*PROBLEM DETAILS*: Copy out the entries that follow. Leave none out.

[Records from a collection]

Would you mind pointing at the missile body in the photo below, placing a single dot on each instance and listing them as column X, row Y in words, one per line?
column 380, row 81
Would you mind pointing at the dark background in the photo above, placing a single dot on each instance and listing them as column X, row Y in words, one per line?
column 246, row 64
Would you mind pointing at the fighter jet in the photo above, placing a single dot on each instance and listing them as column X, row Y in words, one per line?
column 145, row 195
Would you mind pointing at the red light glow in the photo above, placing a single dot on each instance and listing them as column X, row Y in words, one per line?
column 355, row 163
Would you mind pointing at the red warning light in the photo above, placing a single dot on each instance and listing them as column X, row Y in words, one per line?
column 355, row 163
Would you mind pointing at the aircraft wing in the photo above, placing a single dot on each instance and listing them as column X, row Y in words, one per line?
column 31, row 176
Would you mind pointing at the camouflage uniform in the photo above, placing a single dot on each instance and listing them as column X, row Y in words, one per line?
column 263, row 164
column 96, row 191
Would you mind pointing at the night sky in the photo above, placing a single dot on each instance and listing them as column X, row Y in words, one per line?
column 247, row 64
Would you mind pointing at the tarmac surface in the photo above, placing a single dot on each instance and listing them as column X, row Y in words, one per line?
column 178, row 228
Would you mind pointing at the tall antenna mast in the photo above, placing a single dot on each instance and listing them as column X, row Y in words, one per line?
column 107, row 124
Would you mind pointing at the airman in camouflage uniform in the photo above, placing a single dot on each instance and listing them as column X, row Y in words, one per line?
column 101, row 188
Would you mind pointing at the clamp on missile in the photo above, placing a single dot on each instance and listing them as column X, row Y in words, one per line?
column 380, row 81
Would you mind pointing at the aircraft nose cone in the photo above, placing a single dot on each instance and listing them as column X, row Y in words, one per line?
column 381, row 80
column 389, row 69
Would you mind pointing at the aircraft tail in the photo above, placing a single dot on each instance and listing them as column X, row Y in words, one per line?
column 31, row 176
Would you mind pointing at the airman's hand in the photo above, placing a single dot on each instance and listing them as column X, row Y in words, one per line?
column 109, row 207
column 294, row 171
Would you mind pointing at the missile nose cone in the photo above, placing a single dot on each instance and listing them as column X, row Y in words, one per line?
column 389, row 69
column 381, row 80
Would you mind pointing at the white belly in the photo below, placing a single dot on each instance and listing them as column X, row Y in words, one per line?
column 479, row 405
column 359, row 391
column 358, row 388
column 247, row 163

*SOLUTION TO THIS TASK*:
Would you mind pointing at the missile body in the photo below, placing a single dot on each instance and listing them as column X, row Y in words, one per line?
column 380, row 81
Would you mind pointing at the dark background in the photo above, placing a single dot on each instance and listing them as column X, row Y in words, one per line?
column 246, row 64
Would you mind pointing at the fighter jet in the photo above, placing a single dot on each instance and listing them as column X, row Y in words, one per line?
column 145, row 195
Would you mind pointing at the red light glow in the photo above, placing a single dot on each instance and listing them as column X, row Y in words, one per line?
column 355, row 163
Would you mind pointing at the red warning light in the photo above, placing a single dot on each instance and listing them as column X, row Y in words, one per line?
column 355, row 163
Would you mind pointing at the aircraft wing in the photo above, placing a single dot on each instance and listing them as column X, row Y in words, one per line?
column 31, row 176
Would you mind pointing at the camouflage uniform in the photo above, placing a single dot on each instance and listing them as column X, row Y in words, one per line?
column 263, row 164
column 96, row 191
Would you mind pointing at the night sky in the photo above, placing a single dot on each instance and listing them as column X, row Y in words, one per line?
column 247, row 64
Would you mind pointing at the tarmac surface in the photo above, placing a single dot on each instance and listing them as column X, row Y in words, one per line?
column 178, row 228
Would you mind pointing at the tall antenna mast in the photo above, placing a single dot on each instance and listing them as column X, row Y in words, one per line?
column 107, row 124
Would you mind pointing at the airman in camouflage uniform in the photo above, placing a single dot on each instance and listing them as column X, row Y in words, one per line?
column 101, row 188
Would you mind pointing at the clamp on missile in the photo above, placing a single dot on each instance and listing them as column X, row Y in words, one per line?
column 380, row 81
Would you mind pointing at the aircraft nose cone in the photo above, placing a single dot on each instance and listing them as column X, row Y in words, one per line?
column 381, row 80
column 389, row 69
Would you mind pointing at the aircraft tail in the photo above, placing a single dot on each instance and listing them as column X, row Y in words, one per line?
column 31, row 176
Would you mind pointing at the airman's hand in the photo above, placing a single dot on each instance and listing them as column X, row Y in words, one per line?
column 109, row 207
column 294, row 171
Would you mind pointing at the missile nose cone in the photo above, placing a single dot on each instance and listing them as column X, row Y in words, one per line?
column 389, row 69
column 381, row 80
Would you mind pointing at the white belly in the photo below, placing a single dot on each instance and listing them as column X, row Y in words, one per line?
column 479, row 405
column 359, row 391
column 358, row 388
column 247, row 163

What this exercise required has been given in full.